● **Instructions to follow**
For this exercise, restate the records word for word.
◆ ◆ ◆ ◆ ◆
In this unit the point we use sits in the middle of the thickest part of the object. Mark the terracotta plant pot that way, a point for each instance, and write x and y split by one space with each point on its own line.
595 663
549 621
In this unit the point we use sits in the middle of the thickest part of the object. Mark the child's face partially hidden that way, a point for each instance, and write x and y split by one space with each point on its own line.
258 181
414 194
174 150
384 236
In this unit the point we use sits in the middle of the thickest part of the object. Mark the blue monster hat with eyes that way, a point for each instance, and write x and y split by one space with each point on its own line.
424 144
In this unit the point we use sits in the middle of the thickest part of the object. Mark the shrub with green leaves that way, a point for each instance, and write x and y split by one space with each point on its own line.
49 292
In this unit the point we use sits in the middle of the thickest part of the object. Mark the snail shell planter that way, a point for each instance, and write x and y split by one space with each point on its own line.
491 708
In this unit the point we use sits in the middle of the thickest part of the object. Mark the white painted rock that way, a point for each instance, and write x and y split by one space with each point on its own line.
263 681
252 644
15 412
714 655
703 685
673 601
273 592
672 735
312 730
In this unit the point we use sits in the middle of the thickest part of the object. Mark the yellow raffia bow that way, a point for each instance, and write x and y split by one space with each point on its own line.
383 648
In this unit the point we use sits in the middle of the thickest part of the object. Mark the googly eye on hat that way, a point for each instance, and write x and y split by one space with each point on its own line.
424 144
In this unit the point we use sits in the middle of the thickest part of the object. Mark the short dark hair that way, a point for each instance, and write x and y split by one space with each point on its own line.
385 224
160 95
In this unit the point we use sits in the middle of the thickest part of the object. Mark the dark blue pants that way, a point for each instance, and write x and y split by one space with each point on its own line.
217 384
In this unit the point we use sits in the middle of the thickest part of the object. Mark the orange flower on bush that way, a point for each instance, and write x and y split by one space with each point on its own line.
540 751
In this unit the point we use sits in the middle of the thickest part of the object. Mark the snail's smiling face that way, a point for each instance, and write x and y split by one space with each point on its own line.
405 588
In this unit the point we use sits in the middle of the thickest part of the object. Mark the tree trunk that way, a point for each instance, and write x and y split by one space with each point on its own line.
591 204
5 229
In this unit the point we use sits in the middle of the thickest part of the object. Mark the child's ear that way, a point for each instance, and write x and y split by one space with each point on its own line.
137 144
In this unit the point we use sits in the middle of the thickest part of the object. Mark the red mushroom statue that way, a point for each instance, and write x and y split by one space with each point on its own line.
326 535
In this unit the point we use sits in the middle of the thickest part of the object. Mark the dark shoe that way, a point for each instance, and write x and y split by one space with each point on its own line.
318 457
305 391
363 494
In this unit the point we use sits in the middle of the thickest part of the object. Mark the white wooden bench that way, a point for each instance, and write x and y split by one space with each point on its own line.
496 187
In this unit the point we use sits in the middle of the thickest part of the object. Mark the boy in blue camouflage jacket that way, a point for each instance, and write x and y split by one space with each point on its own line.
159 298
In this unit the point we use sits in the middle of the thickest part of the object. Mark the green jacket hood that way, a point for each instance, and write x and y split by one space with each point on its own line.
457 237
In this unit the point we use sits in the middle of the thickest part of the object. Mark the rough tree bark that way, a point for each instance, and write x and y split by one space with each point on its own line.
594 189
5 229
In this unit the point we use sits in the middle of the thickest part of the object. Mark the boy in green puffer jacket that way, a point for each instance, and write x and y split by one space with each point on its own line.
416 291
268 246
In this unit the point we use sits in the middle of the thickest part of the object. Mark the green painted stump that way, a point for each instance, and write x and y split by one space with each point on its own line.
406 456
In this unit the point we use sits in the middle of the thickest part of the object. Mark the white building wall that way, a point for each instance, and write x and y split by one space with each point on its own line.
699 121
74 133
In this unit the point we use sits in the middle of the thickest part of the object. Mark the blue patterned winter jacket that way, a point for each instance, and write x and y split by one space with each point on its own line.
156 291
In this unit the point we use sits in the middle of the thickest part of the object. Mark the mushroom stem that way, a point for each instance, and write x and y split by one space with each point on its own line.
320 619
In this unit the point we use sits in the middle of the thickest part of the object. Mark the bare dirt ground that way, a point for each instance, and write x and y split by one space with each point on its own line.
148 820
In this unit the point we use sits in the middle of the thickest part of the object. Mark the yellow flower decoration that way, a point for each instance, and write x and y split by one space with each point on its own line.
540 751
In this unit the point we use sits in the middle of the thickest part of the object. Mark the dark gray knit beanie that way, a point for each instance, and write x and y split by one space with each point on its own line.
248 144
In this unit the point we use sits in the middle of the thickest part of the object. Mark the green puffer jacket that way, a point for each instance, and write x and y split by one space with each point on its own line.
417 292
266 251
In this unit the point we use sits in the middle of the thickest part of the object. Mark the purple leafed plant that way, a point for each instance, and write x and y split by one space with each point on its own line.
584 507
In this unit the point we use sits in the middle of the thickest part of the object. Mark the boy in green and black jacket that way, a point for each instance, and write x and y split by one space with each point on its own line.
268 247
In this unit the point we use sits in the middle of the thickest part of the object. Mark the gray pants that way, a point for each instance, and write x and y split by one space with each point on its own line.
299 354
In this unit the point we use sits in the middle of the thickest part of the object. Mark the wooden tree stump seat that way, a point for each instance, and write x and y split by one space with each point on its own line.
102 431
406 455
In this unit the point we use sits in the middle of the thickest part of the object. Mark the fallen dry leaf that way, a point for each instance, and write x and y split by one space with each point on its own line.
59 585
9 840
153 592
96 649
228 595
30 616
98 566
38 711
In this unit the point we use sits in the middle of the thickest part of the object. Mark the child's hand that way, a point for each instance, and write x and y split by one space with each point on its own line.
◆ ◆ ◆ ◆ ◆
● **Written solution**
In this unit the point we use sits in the middle of the thickest part of the object. Mark the terracotta plant pot that way, a point for each instance, and write x and y split by one space with each point on its own line.
595 663
549 621
In this unit the point we use sits in the middle of the thickest part of the object. Mark the child's face partially hidden that way, a point for each instance, and write x and y split by one space with each point on its own line.
258 181
414 194
174 150
384 236
In this unit the point we use sits in the middle of the thickest part of the object. Mark the blue monster hat with eyes that way, a point for each instance, and write x and y split by one space with each point on its own line.
424 144
In this unit the point we use sits in the middle of the thickest part of the object. Mark the shrub with green leaves that way, a point for each instance, and write x and y split by one space with each point on its own line.
49 292
In this unit the point we use sits in the middle of the thickest part of the object. Mark the snail shell planter that way, a point for each instance, and write x and y split by one space with each point on its own line.
491 708
In this unit the point we use sits in the middle of the thickest part of the object. Mark the white painted rock that way, a point for each instance, and write x and y split by one space with each point on its own line.
263 681
252 644
15 412
714 655
703 685
673 601
273 592
672 735
312 730
In this unit the point we use sits in the middle of the thickest part of the object. Mark the yellow raffia bow that way, a point for each instance, and write x and y split by one space with each point on its own line.
383 648
In this unit the point we use sits in the middle of the thickest part of the object. Mark the googly eye on hat that way, a point for each instance, and write x and y split by one space with each point on its own line.
424 144
In this unit the point we use sits in the middle of the thickest part of the object. Mark the short dark hair that way, a point for each instance, and write x and y split by one space with each point on its own line.
385 224
160 95
In this unit the point we use sits in the middle of the thickest part of the object. Mark the dark blue pants that way, a point for each instance, and write x and y split by one space with each point on its own line.
217 384
In this unit the point we use sits in the middle of the thickest part of the object. Mark the orange flower on bush that way, a point for each instance, and write x and y split by one space with each point on its own line.
540 751
In this unit the point we use sits in the middle of the thickest part of the object. Mark the snail's smiling face that way, a point for each instance, and write x and y split by one space with each point on its own line.
405 588
In this unit the point we use sits in the middle of the thickest part of the object. Mark the tree trunk that way, a point for each instance, and write x and y split by one space with each point on its own line.
591 204
5 229
In this unit the point we use sits in the middle of the thickest part of the object. Mark the child's ear that way, a point for each instance, and write x and y split by one space with each point on its own line.
137 144
In this unit the point we use sits in the middle of the thickest part of the object. Mark the red mushroom statue that way, a point for each instance, and write x and y split by one space with each point on its own line.
326 535
In this unit the point we use sits in the middle of the thickest part of the object. Mark the dark shoe that way, a point for each instance, and write x and y split by one space with each point on its own line.
318 457
305 391
363 494
In this unit the point we use sits in the middle of the thickest part of the object. Mark the white wooden bench that way, a point for each instance, and write x and y split by one space with each point on its own line.
496 187
In this unit the point we use sits in the middle of the thickest part of the object. Mark the boy in blue camouflage jacket that way, a point for each instance, and write x and y split by one space with each point on its own line.
159 298
In this unit the point we use sits in the middle of the thickest part of the object. Mark the green jacket hood that way, a point for each instance, and write x and y split by one space with each point on its own line.
457 237
In this unit the point we use sits in the middle of the thickest part of the object. Mark the rough tree bark that way, a point for each instance, and write x and y split by one space with each point on its own line.
594 189
5 229
In this unit the point we use sits in the middle of the thickest part of the object. Mark the boy in green puffer jacket that way, a point for each instance, and write x and y split by one space with each point on its own line.
416 291
268 246
In this unit the point we use sits in the middle of the thickest part of the object. Mark the green painted stump that way, a point for each instance, and write x and y split by one space with each point on its own line.
406 456
In this unit the point we use sits in the middle of the thickest part of the object. Mark the white building wall that way, a point for each instance, and write x and y split by one space with each point on its own line.
699 121
74 133
In this unit the point we use sits in the middle of the thickest part of the object. Mark the blue patterned winter jacket that way, a point for each instance, and write x and y split by one space with each point on its own line.
156 291
In this unit the point we use sits in the middle of the thickest part of the object. Mark the mushroom stem that way, a point for each instance, and write x and y split by one space with each point on its own line.
320 619
In this unit the point we use sits in the middle of the thickest part of the object. Mark the bare dirt ground that way, a point for each instance, and write x and y split by one space with each point on its own line.
148 820
In this unit the point we use sits in the middle of the thickest part of the object. Mark the yellow flower decoration that way, a point for each instance, and write x and y split by one space with each point on its own line.
540 751
In this unit the point we use sits in the middle of the thickest part of the object. Mark the dark gray knit beanie that way, a point for each instance, and write x and y split by one space with each point on its own line.
248 144
In this unit the point we use sits in the middle of the thickest part of the object. Mark the green puffer jacket that way, a point for each instance, and write x and y split by one space with each point on its own line.
417 292
266 251
In this unit the point we use sits in the middle of the thickest part of the object. Mark the purple leafed plant that way, a point for each instance, and write x and y split by one space with each point on its own line.
584 507
In this unit the point we use sits in the middle of the thickest part of the object. Mark the boy in green and black jacket that way, a point for each instance, and write x and y split by one space with each point on its own line.
268 247
In this unit the point we use sits in the middle of the thickest part of the object. Mark the gray pants that way, a point for each instance, and write x and y split by one space with each point on its own line.
299 354
In this unit the point we use sits in the middle of the thickest part of the object. Mark the wooden tree stump seat that way, a point for each instance, and write x and y split by one space with each point on its own line.
102 431
406 455
In this unit the point we use sits in the middle of the thickest part of the object. Mark the fallen dry leaf that way, a point for each instance, and write x and y split by one space with each point on its own line.
59 585
9 840
153 592
96 649
228 595
30 616
98 566
38 711
In this unit the point we use sits in the middle of the thickest part of the object. Mark the child's hand that way, a point for each instance, and write x and y split by one space with each point on its own line.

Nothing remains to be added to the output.